Every entry needs to appear again exactly as written below.

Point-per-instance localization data

#####

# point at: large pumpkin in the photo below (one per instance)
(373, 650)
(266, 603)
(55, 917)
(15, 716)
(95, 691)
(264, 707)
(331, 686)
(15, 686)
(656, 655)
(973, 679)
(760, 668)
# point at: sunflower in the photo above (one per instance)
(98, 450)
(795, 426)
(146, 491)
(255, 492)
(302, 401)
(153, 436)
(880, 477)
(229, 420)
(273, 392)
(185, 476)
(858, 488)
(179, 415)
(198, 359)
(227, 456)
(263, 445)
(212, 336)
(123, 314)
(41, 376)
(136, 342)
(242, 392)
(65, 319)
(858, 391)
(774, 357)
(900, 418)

#####

RESULT FOR THIS EXERCISE:
# point at: large pumpkin in the photo below (one per instance)
(373, 650)
(266, 603)
(55, 917)
(15, 716)
(95, 691)
(264, 707)
(331, 686)
(15, 686)
(656, 655)
(973, 679)
(760, 668)
# point at: sunflower in the photo above (one per instance)
(98, 450)
(795, 426)
(146, 491)
(255, 492)
(302, 401)
(153, 436)
(880, 477)
(229, 420)
(273, 392)
(185, 476)
(858, 488)
(179, 415)
(198, 359)
(227, 456)
(263, 445)
(212, 336)
(123, 314)
(41, 376)
(136, 342)
(242, 392)
(65, 319)
(858, 391)
(774, 357)
(900, 418)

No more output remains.